# [TEXT FOR ANALYSIS]
= Beginning of Section =

ASK DR J – ISSUE 227 – MORE QUACKERY ELBOW TREATMENTS TO AVOID

I’ve been climbing for five years and in the last year have experienced considerable elbow pain around the medial epicondyle. I went to see a specialist who suggested I have PRP (platelet rich plasma) injections. They are rather expensive and even he didn’t sound convinced they’d work. Is it worth trying?

Tom Barrows / rockandice.com

Unfortunately, medicine is not just about your health—although I think most practitioners start out with this altruistic approach. Market forces affect virtually everything in life, and medicine— because practitioners are typically big earners—is subject to the market, too.

The invention of the hypodermic needle revolutionized not just the delivery of medicines but categorically shifted what could be achieved—and very quickly. But injectable therapies for tendon pathologies are essentially the bastard child of financially driven medicine and human psychology. People will usually try (and buy) a solution before doing any work themselves.

Autologous blood injections were the first iteration of this style of therapy and were proffered as the new great hope for people suffering tendinosis. Pushed hard in the 1990s, they have since floundered behind the next new great hope, PRP injections. Prolotherapy entered the fray around the turn of the century but never really got its legs, probably because the injection of blood products sounds way more fancy than that of sugar or saline solutions.

What little evidence there is for PRP in the general-research cosmos is feeble and fraught with methodological anomalies that would make a black hole envious. Medicos may argue that public application of experimental therapies is all part of the great epidemiological study known as modern medicine, but I would argue that the period of “guinea pig research” ended a decade ago at best. Move on, people.

PRP is medicine for the lazy or desperate. If you have money to burn, I suggest you just burn it at home and save yourself a trip to the doctor.

 

I recently had elbow surgery to remove some debris in the joint, though I have not had any major elbow injuries. How did the junk get there and, now that it’s gone, what can I expect?

Hayden Johnson / rockandice.com

Well, you’re not suddenly going to become the next Alex Megos because those bits were your personal Kryptonite. One-arm chin-ups will still be prohibitively hard.

You first need to give that elbow a month to recover from the surgical incision, as the doc will have sliced into the joint itself. If the surgeon has only irrigated the joint, then recovery and return to climbing should be pretty quick. The real question is why is there shrapnel in your joint? Where has it come from and how much damage is associated with its origin?

Typically, debris in the elbow arises from damage to the synovial cartilage surface. Acute trauma can lift a chunk out of the shiny surface—known as synovial cartilage—in the joint much like a wedge to a putting green. That piece of cartilage, bathed in nutritional synovial fluid, lives on as a vagrant inside the joint. Chronic load can also cause degeneration of the synovial surface, resulting in small pieces breaking away.

If you have had a significant cartilage lesion, then the outcome will be tepid at best. Although your elbow may be less aggravated in the following months—and any locking of the joint is also likely to be alleviated—those cartilage “scabs” will make themselves known as surely as nepotism in the U.S. political landscape.

There is certainly something to be said for joint strength and stability when it comes to slowing joint degeneration, but at some point this benefit is mitigated and the same exercise will accelerate the degenerative process. Anything other than moderate recreational climbing is probably overstepping your bounds.

You could train and climb hard again. At some point in years to come you might develop arthritis. It’s actually likely, but not a given. Add the factor of mental health and there is a pretty good argument to resume business as normal. If your elbow becomes aggravated, then you are going too hard and you need to back off.

= End of Section =

# [STUDY MATERIAL]
= Beginning of Section =

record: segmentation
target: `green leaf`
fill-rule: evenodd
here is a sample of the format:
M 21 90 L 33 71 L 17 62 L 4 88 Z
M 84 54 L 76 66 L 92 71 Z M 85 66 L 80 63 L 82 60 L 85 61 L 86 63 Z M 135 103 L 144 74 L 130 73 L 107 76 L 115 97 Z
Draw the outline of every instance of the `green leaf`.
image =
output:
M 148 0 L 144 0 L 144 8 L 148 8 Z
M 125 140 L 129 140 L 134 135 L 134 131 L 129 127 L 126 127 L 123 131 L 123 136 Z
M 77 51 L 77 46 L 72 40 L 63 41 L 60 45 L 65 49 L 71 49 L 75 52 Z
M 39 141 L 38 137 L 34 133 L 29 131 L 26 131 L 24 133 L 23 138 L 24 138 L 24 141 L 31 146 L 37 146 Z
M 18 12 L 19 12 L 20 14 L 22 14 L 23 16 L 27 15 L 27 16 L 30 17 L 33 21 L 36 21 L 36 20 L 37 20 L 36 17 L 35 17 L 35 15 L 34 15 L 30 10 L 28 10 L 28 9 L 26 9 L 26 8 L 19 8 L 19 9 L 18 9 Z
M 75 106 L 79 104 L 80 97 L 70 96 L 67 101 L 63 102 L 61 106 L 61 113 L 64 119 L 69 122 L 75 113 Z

= End of Section =

# [REQUIRED ACTION 1]
In the Ask Dr J column, output the part that opens with the words containing "PRP is medicine" and closes with "can I expect?", copying it exactly.
# [REQUIRED ACTION 2]
According to the Ask Dr J column, in which decade were autologous blood injections pushed hard?

# [RESPONSE BOX 1]
PRP is medicine for the lazy or desperate. If you have money to burn, I suggest you just burn it at home and save yourself a trip to the doctor.

 

I recently had elbow surgery to remove some debris in the joint, though I have not had any major elbow injuries. How did the junk get there and, now that it’s gone, what can I expect?

# [RESPONSE BOX 2]
The 1990s.